### What you are asked to do
Arrange the lines of the data below as a JSON array of strings, one string per line, leaving out blank lines.

### Excerpted data
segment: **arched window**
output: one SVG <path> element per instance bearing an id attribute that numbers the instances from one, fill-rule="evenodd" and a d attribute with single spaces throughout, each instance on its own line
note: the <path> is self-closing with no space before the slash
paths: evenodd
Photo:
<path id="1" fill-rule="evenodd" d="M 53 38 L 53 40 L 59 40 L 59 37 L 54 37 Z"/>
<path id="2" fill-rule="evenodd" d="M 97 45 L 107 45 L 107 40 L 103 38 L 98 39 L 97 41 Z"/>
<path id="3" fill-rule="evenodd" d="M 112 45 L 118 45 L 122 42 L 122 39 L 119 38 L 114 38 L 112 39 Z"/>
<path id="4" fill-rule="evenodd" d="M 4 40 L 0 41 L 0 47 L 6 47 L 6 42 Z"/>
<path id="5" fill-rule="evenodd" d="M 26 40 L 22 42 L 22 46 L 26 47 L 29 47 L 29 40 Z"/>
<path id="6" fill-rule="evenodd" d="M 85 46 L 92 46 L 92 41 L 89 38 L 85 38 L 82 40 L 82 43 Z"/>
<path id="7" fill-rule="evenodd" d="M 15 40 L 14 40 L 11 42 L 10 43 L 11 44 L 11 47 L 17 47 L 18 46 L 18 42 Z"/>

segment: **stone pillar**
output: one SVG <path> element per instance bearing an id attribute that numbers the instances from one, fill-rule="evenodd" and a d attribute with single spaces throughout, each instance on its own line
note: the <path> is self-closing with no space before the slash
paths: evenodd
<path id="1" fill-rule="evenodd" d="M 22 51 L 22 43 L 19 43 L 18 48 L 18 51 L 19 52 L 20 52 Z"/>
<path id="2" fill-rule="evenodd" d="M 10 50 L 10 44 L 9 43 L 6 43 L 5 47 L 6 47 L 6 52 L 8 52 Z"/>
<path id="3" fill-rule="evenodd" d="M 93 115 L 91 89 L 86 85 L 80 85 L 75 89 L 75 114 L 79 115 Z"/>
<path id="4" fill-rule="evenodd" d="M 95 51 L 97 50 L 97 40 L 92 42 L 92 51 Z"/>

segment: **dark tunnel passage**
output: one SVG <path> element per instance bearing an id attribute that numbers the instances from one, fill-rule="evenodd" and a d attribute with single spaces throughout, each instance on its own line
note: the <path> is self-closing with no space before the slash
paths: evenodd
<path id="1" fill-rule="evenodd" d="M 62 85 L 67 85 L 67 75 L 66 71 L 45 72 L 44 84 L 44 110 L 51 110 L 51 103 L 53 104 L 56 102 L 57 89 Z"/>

### Response for this exercise
[
  "segment: **arched window**",
  "output: one SVG <path> element per instance bearing an id attribute that numbers the instances from one, fill-rule=\"evenodd\" and a d attribute with single spaces throughout, each instance on its own line",
  "note: the <path> is self-closing with no space before the slash",
  "paths: evenodd",
  "Photo:",
  "<path id=\"1\" fill-rule=\"evenodd\" d=\"M 53 38 L 53 40 L 59 40 L 59 37 L 54 37 Z\"/>",
  "<path id=\"2\" fill-rule=\"evenodd\" d=\"M 97 45 L 107 45 L 107 40 L 103 38 L 98 39 L 97 41 Z\"/>",
  "<path id=\"3\" fill-rule=\"evenodd\" d=\"M 112 45 L 118 45 L 122 42 L 122 39 L 119 38 L 114 38 L 112 39 Z\"/>",
  "<path id=\"4\" fill-rule=\"evenodd\" d=\"M 4 40 L 0 41 L 0 47 L 6 47 L 6 42 Z\"/>",
  "<path id=\"5\" fill-rule=\"evenodd\" d=\"M 26 40 L 22 42 L 22 46 L 26 47 L 29 47 L 29 40 Z\"/>",
  "<path id=\"6\" fill-rule=\"evenodd\" d=\"M 85 46 L 92 46 L 92 41 L 89 38 L 85 38 L 82 40 L 82 43 Z\"/>",
  "<path id=\"7\" fill-rule=\"evenodd\" d=\"M 15 40 L 14 40 L 11 42 L 10 43 L 11 44 L 11 47 L 17 47 L 18 46 L 18 42 Z\"/>",
  "segment: **stone pillar**",
  "output: one SVG <path> element per instance bearing an id attribute that numbers the instances from one, fill-rule=\"evenodd\" and a d attribute with single spaces throughout, each instance on its own line",
  "note: the <path> is self-closing with no space before the slash",
  "paths: evenodd",
  "<path id=\"1\" fill-rule=\"evenodd\" d=\"M 22 51 L 22 43 L 19 43 L 18 48 L 18 51 L 19 52 L 20 52 Z\"/>",
  "<path id=\"2\" fill-rule=\"evenodd\" d=\"M 10 50 L 10 44 L 9 43 L 6 43 L 5 47 L 6 47 L 6 52 L 8 52 Z\"/>",
  "<path id=\"3\" fill-rule=\"evenodd\" d=\"M 93 115 L 91 89 L 86 85 L 80 85 L 75 89 L 75 114 L 79 115 Z\"/>",
  "<path id=\"4\" fill-rule=\"evenodd\" d=\"M 95 51 L 97 50 L 97 40 L 92 42 L 92 51 Z\"/>",
  "segment: **dark tunnel passage**",
  "output: one SVG <path> element per instance bearing an id attribute that numbers the instances from one, fill-rule=\"evenodd\" and a d attribute with single spaces throughout, each instance on its own line",
  "note: the <path> is self-closing with no space before the slash",
  "paths: evenodd",
  "<path id=\"1\" fill-rule=\"evenodd\" d=\"M 62 85 L 67 85 L 67 75 L 66 71 L 45 72 L 44 84 L 44 110 L 51 110 L 51 103 L 53 104 L 56 102 L 57 89 Z\"/>"
]